Copy out the lines below word for word.
* * * * * * * * *
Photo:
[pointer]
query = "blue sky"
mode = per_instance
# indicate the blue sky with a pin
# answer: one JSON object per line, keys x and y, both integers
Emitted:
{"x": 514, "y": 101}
* * * * * * * * *
* CORRECT OUTPUT *
Photo:
[pointer]
query = "blue sky"
mode = per_instance
# indicate the blue sky with a pin
# answer: one JSON object per line, keys x and y, both integers
Emitted:
{"x": 514, "y": 101}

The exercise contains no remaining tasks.